O site de notícias independente Código Vidrio desempenhou um papel fundamental ao revelar as irregularidades do processo de contratação.
Em entrevista à FM Mundo Live em julho, o editor do site, Arturo Torres, afirmou que esta não é a primeira vez que as empresas estatais chinesas operam no Equador violando regras e de maneira desleal.
As empresas chinesas no Equador foram acusadas de superfaturamento, uso de materiais de qualidade inferior e envolvimento em práticas de corrupção, disse ele. Apesar dessas alegações, "as autoridades não tomam nenhuma providência", afirmou.
A situação levou a uma sensação de impunidade das empresas chinesas, incentivando-as a continuar com as irregularidades, segundo Torres.
O jornalista também enfatizou que essas irregularidades são conhecidas desde o começo do processo, pois as empresas nacionais são excluídas sistematicamente em favor das internacionais.
Torres concluiu afirmando que operar sob o manto da impunidade tem sido consistentemente "o modus operandi das empresas chinesas no país".
Segundo ele, as "incontáveis irregularidades que têm sido cometidas neste projeto são todas para o benefício de empresas estrangeiras".
Em longo prazo, esse favoritismo das empresas estrangeiras desestimula a concorrência saudável, argumentou Torres.
Uma extensa lista de irregularidades
Desde o começo do projeto, reclamações sobre a aparente falta de transparência e eficiência no processo de contratação eram generalizadas.
Como o Equador não fabrica turbinas eólicas, uma licitação foi aberta em 2019 para adquiri-las de fornecedores estrangeiros.
Porém, conforme a reportagem do Código Vidrio, o então dirigente da ElecAustro, Antonio Borrero, ignorou a ideia de divulgar o anúncio da licitação na mídia internacional, restringindo significativamente a participação de candidatos potenciais.
Como consequência dessas preocupações, ações judiciais foram encaminhadas na Procuradoria-Geral em Guayaquil e Quito em 2021.
O Equador concedeu à DEC o contrato para fabricação, fornecimento, transporte marítimo e entrega, no Equador, de turbinas eólicas, torres e equipamentos associados ao parque eólico.
O contrato foi assinado em 29 de abril de 2020, pelo valor total de US$ 45,6 milhões (R$ 553 milhões), segundo reportagem do site Periodismo de Investigación.
O orçamento inicial do Parque Eólico Minas de Huascachaca era de US$ 112 milhões (R$ 553 milhões), financiados com recursos da ElecAustro e de um empréstimo do Banco de Desenvolvimento do Equador de US$ 54,9 milhões (R$ 271 milhões)
As turbinas eólicas fabricadas pela DEC deixaram a China a bordo do navio Tai Xing em 21 de dezembro de 2021.
Porém, com a chegada do navio ao Equador em 24 de janeiro de 2022, as autoridades descobriram que apenas 14 das 16 turbinas eólicas prometidas haviam desembarcado.
Essa discrepância foi confirmada por Borrero à Comissão de Inspeção. Ele alardeou o número reduzido de turbinas como uma realização de sua gestão, justificando que havia reduzido os custos do projeto.
População excluída
Ao mesmo tempo, em uma estranha reviravolta, o contrato de "serviços relacionados" incluía uma provisão nos documentos da licitação que permitia à empresa vencedora, nesse caso a DEC, selecionar ela própria a empresa que executaria os serviços.
Essa condição implicava que, após a entrega dos equipamentos, a DEC poderia, através da ElecAustro e sob um "regime especial", selecionar e contratar uma empresa local de sua escolha para realizar as obras.
Porém, em vez de escolher uma empresa equatoriana, a empresa chinesa criou uma empresa-fantasma no Equador, chamada de Compañía Anónima Dongfang Electric Ecuador -- e, mais uma vez, excluiu os empreendedores locais.
As irregularidades na contratação do Parque Eólico Minas de Huascachaca somaram-se à falta de respostas das autoridades competentes e lançaram suspeitas quanto à integridade e transparência dos processos de licitação pública no Equador, especialmente quando os beneficiários são as empresas estatais chinesas.

▶ _DADOS_
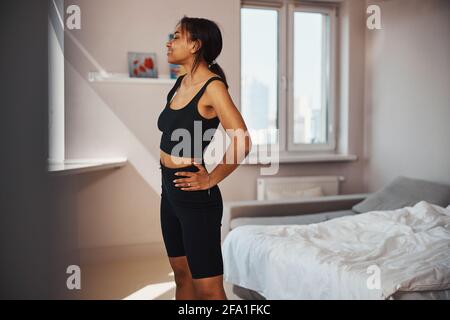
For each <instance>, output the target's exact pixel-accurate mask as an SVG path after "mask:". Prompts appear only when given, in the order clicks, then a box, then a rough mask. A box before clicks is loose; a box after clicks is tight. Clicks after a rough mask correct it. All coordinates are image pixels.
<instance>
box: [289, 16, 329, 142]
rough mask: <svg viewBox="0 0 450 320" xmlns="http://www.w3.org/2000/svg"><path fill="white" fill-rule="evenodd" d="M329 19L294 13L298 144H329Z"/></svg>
mask: <svg viewBox="0 0 450 320" xmlns="http://www.w3.org/2000/svg"><path fill="white" fill-rule="evenodd" d="M328 25H329V23H328V16H327V15H324V14H321V13H310V12H295V13H294V86H293V88H294V114H293V117H294V118H293V128H294V131H293V135H294V137H293V141H294V144H299V143H306V144H317V143H327V127H328V126H327V92H326V91H327V90H326V89H327V86H326V83H327V81H328V80H327V79H326V77H327V69H326V68H327V63H326V61H327V57H328V52H327V48H328V46H327V45H326V42H325V40H326V39H327V33H328V30H327V29H328V27H327V26H328Z"/></svg>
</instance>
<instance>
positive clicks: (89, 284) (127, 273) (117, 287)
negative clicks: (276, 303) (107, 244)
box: [79, 256, 241, 300]
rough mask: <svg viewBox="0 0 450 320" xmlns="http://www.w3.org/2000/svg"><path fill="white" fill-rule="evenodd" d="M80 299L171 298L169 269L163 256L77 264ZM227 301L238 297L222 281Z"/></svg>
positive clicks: (167, 263) (160, 299)
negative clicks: (114, 261) (97, 263)
mask: <svg viewBox="0 0 450 320" xmlns="http://www.w3.org/2000/svg"><path fill="white" fill-rule="evenodd" d="M81 273H82V276H81V279H82V280H81V290H80V291H79V294H80V298H82V299H96V300H104V299H113V300H118V299H130V300H171V299H175V282H174V278H173V272H172V269H171V268H170V264H169V261H168V259H167V257H166V256H161V257H157V258H153V259H151V258H145V259H143V258H140V259H134V260H129V261H115V262H109V263H103V264H96V265H82V266H81ZM224 287H225V292H226V295H227V298H228V299H229V300H241V299H240V298H239V297H237V296H236V295H235V294H233V292H232V286H231V284H230V283H228V282H224Z"/></svg>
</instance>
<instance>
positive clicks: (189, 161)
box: [159, 149, 195, 168]
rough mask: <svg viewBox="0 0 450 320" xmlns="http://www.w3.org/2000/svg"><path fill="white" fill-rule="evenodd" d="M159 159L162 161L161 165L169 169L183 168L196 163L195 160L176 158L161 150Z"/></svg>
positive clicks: (183, 158)
mask: <svg viewBox="0 0 450 320" xmlns="http://www.w3.org/2000/svg"><path fill="white" fill-rule="evenodd" d="M159 157H160V159H161V163H162V164H163V165H164V166H165V167H167V168H182V167H186V166H189V165H191V164H192V162H193V161H195V158H182V157H175V156H172V155H170V154H168V153H165V152H164V151H162V150H161V149H160V150H159Z"/></svg>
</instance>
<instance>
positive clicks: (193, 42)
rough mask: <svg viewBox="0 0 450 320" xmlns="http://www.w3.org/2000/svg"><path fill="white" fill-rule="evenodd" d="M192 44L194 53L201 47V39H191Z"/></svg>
mask: <svg viewBox="0 0 450 320" xmlns="http://www.w3.org/2000/svg"><path fill="white" fill-rule="evenodd" d="M192 43H193V45H192V50H191V52H192V53H196V52H197V51H198V50H200V48H201V47H202V41H201V40H194V41H192Z"/></svg>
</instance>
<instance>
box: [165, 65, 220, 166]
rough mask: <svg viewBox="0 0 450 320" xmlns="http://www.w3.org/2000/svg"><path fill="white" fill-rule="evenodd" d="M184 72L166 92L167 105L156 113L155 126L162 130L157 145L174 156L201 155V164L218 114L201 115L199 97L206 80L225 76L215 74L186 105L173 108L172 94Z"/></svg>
mask: <svg viewBox="0 0 450 320" xmlns="http://www.w3.org/2000/svg"><path fill="white" fill-rule="evenodd" d="M185 75H186V74H184V75H182V76H179V77H178V79H177V81H176V82H175V85H174V86H173V88H172V89H171V90H170V92H169V94H168V95H167V103H166V106H165V108H164V110H163V111H162V112H161V114H160V115H159V117H158V129H159V130H160V131H161V132H162V136H161V143H160V145H159V147H160V149H161V150H162V151H164V152H165V153H168V154H171V155H173V156H175V157H187V158H195V159H196V160H197V159H201V163H202V164H203V163H204V162H203V151H204V150H205V148H206V147H207V146H208V145H209V143H210V142H211V139H212V137H213V136H214V132H215V131H216V129H217V127H218V126H219V123H220V120H219V118H218V117H217V116H216V117H214V118H212V119H207V118H204V117H203V116H202V115H201V114H200V113H199V112H198V101H199V100H200V97H201V96H202V95H203V93H204V92H205V90H206V87H207V86H208V84H209V83H211V82H212V81H214V80H220V81H223V82H224V80H223V79H222V78H221V77H218V76H214V77H211V78H210V79H208V81H207V82H206V83H205V84H204V85H203V87H202V88H201V89H200V90H199V91H198V93H197V94H196V95H195V96H194V98H192V100H191V101H190V102H189V103H188V104H187V105H186V106H184V107H183V108H181V109H172V108H170V107H169V105H170V103H171V100H172V97H173V95H174V93H175V92H176V90H177V89H178V87H179V86H180V84H181V80H182V79H183V77H184V76H185ZM205 133H206V134H205ZM197 161H198V160H197ZM199 162H200V161H199Z"/></svg>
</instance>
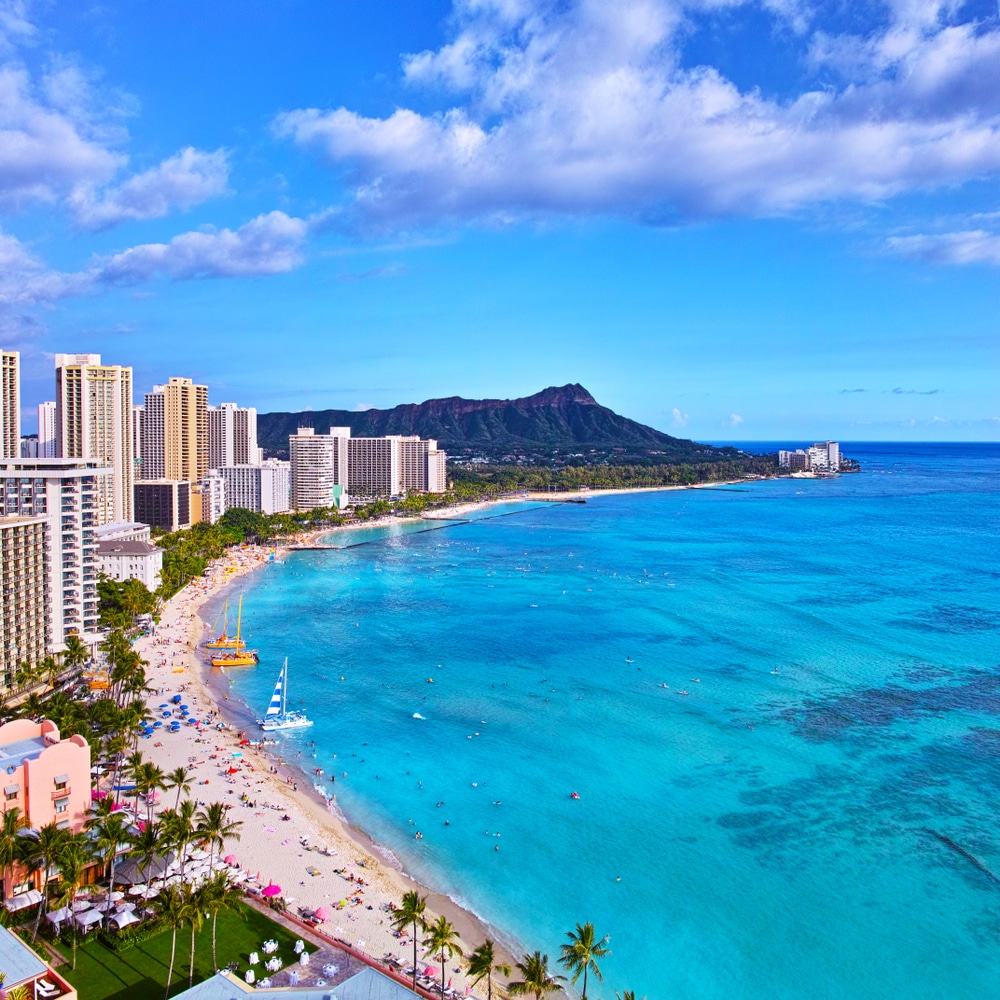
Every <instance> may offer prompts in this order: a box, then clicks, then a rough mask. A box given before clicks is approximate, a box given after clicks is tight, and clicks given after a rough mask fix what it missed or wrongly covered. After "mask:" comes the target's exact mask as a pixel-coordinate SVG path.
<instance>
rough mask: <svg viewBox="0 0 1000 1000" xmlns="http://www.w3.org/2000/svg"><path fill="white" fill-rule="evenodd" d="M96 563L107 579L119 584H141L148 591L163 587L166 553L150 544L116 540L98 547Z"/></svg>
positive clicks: (99, 543) (120, 539) (105, 543)
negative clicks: (156, 588)
mask: <svg viewBox="0 0 1000 1000" xmlns="http://www.w3.org/2000/svg"><path fill="white" fill-rule="evenodd" d="M97 561H98V564H99V566H100V569H101V572H102V573H104V574H105V576H109V577H111V579H112V580H117V581H118V582H119V583H120V582H121V581H122V580H133V579H134V580H141V581H142V582H143V584H145V586H146V589H147V590H156V588H157V587H159V585H160V573H161V571H162V570H163V549H159V548H157V547H156V546H155V545H153V544H152V543H151V542H148V541H146V542H142V541H135V540H132V539H116V540H113V541H110V542H98V543H97Z"/></svg>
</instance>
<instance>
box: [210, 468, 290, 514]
mask: <svg viewBox="0 0 1000 1000" xmlns="http://www.w3.org/2000/svg"><path fill="white" fill-rule="evenodd" d="M291 471H292V470H291V463H290V462H281V461H279V460H278V459H276V458H269V459H267V461H265V462H262V463H261V464H260V465H230V466H227V467H225V468H222V469H219V472H220V473H221V474H222V478H223V480H224V481H225V484H226V509H227V510H228V509H230V508H232V507H243V508H245V509H246V510H253V511H257V512H258V513H260V514H283V513H284V512H285V511H287V510H291Z"/></svg>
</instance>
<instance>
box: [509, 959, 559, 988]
mask: <svg viewBox="0 0 1000 1000" xmlns="http://www.w3.org/2000/svg"><path fill="white" fill-rule="evenodd" d="M515 964H516V965H517V971H518V972H520V973H521V976H522V978H521V979H519V980H517V981H515V982H511V983H508V984H507V992H508V993H511V994H513V995H514V996H518V995H523V994H527V993H534V994H535V1000H542V996H543V995H544V994H546V993H554V992H555V991H556V990H561V989H562V987H561V986H560V985H559V980H562V981H563V982H565V980H566V977H565V976H553V975H552V974H551V973H550V972H549V956H548V955H543V954H542V953H541V952H540V951H536V952H535V954H534V955H524V956H523V957H522V959H521V961H520V962H516V963H515Z"/></svg>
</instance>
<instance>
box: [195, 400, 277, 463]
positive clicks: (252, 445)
mask: <svg viewBox="0 0 1000 1000" xmlns="http://www.w3.org/2000/svg"><path fill="white" fill-rule="evenodd" d="M263 459H264V453H263V451H262V450H261V449H260V448H258V447H257V411H256V409H254V408H253V407H252V406H251V407H246V408H241V407H239V406H237V405H236V404H235V403H219V405H218V406H210V407H209V408H208V464H209V467H210V468H212V469H222V468H225V467H228V466H232V465H260V463H261V462H262V461H263Z"/></svg>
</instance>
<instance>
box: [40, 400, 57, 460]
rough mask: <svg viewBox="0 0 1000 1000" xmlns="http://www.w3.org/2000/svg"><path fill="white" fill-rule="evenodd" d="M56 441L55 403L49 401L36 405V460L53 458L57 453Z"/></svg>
mask: <svg viewBox="0 0 1000 1000" xmlns="http://www.w3.org/2000/svg"><path fill="white" fill-rule="evenodd" d="M57 449H58V444H57V441H56V403H55V400H54V399H53V400H49V401H47V402H45V403H39V404H38V454H37V455H36V456H35V457H36V458H55V457H56V456H57V455H58V454H59V452H58V450H57Z"/></svg>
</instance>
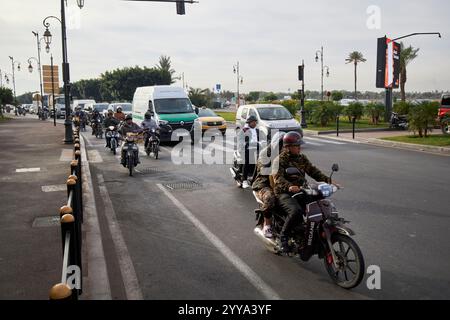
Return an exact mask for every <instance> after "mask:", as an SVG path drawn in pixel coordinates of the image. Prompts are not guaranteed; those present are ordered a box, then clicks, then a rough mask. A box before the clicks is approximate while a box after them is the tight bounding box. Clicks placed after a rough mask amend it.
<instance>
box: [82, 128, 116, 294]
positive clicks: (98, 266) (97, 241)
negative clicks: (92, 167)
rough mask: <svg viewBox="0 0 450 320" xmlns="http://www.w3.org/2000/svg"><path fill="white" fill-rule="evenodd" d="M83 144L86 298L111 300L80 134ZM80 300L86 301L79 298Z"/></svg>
mask: <svg viewBox="0 0 450 320" xmlns="http://www.w3.org/2000/svg"><path fill="white" fill-rule="evenodd" d="M80 138H81V139H82V141H83V143H82V144H81V148H82V150H83V152H82V166H83V170H82V174H83V200H84V212H85V223H86V226H85V230H86V231H85V236H86V241H85V243H86V245H84V246H83V247H84V249H86V250H84V257H85V258H83V260H84V261H86V264H87V276H86V277H85V278H84V283H86V296H87V299H90V300H111V299H112V297H111V287H110V285H109V279H108V269H107V266H106V259H105V253H104V248H103V242H102V235H101V231H100V225H99V220H98V214H97V207H96V203H95V197H94V188H93V183H92V176H91V171H90V168H89V162H88V160H87V150H86V139H85V138H84V137H83V135H82V134H80ZM81 297H82V300H87V299H86V298H83V295H82V296H81Z"/></svg>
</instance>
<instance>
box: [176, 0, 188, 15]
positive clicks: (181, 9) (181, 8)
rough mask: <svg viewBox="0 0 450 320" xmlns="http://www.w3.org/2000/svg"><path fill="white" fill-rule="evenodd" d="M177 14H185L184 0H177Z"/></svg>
mask: <svg viewBox="0 0 450 320" xmlns="http://www.w3.org/2000/svg"><path fill="white" fill-rule="evenodd" d="M177 14H180V15H184V14H186V9H185V7H184V1H177Z"/></svg>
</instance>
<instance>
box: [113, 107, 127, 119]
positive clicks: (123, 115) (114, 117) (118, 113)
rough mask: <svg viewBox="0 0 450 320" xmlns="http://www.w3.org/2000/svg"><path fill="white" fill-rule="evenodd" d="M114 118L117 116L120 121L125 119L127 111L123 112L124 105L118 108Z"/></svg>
mask: <svg viewBox="0 0 450 320" xmlns="http://www.w3.org/2000/svg"><path fill="white" fill-rule="evenodd" d="M114 118H116V119H117V120H119V121H125V118H126V116H125V113H123V112H122V107H121V106H118V107H117V109H116V113H115V114H114Z"/></svg>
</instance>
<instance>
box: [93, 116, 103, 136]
mask: <svg viewBox="0 0 450 320" xmlns="http://www.w3.org/2000/svg"><path fill="white" fill-rule="evenodd" d="M91 126H92V135H94V136H95V137H96V138H99V139H103V129H102V120H101V119H100V118H97V119H96V120H92V122H91Z"/></svg>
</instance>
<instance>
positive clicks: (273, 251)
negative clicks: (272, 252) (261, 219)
mask: <svg viewBox="0 0 450 320" xmlns="http://www.w3.org/2000/svg"><path fill="white" fill-rule="evenodd" d="M253 232H254V233H255V235H256V236H257V237H258V238H259V239H260V240H261V241H262V242H263V243H264V246H265V247H266V248H267V249H268V250H269V251H271V252H273V253H278V252H279V248H278V244H277V243H276V241H275V240H273V239H269V238H266V237H265V236H264V233H263V231H262V229H261V228H260V227H256V228H255V229H254V230H253Z"/></svg>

▶ _TAREFAS PROPOSTAS_
• A. Transcreva do trecho sobre o Parque Eólico Minas de Huascachaca a passagem entre "Uma extensa lista" e "de fornecedores estrangeiros.", inclusive.
• B. De acordo com o trecho sobre o Parque Eólico Minas de Huascachaca, por que a licitação aberta em 2019 buscava adquirir as turbinas eólicas de fornecedores estrangeiros?

▶ _RESPOSTAS EM ORDEM_
• A.
Uma extensa lista de irregularidades
Desde o começo do projeto, reclamações sobre a aparente falta de transparência e eficiência no processo de contratação eram generalizadas.
Como o Equador não fabrica turbinas eólicas, uma licitação foi aberta em 2019 para adquiri-las de fornecedores estrangeiros.

• B. Porque o Equador não fabrica turbinas eólicas. Por isso, a licitação de 2019 foi aberta para adquiri-las de fornecedores estrangeiros.